• [INPUT FOR THIS TASK]:

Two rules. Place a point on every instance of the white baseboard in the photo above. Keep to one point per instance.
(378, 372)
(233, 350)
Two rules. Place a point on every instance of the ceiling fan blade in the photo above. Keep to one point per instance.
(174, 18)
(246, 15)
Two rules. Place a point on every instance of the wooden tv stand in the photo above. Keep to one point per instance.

• [ACTION ITEM]:
Copy out the lines beginning at the one that contains "Two rules. Place a point on every instance of the ceiling". Stop at the final line of the data, and include it.

• [COMPLETED EXERCISE]:
Two rules. Place a point on every instance of the ceiling fan blade in the photo above. Keep to one point per instance.
(174, 18)
(246, 15)
Two rules. Place a point on every instance of the wooden tv stand in the photo above. Keep to one point per instance.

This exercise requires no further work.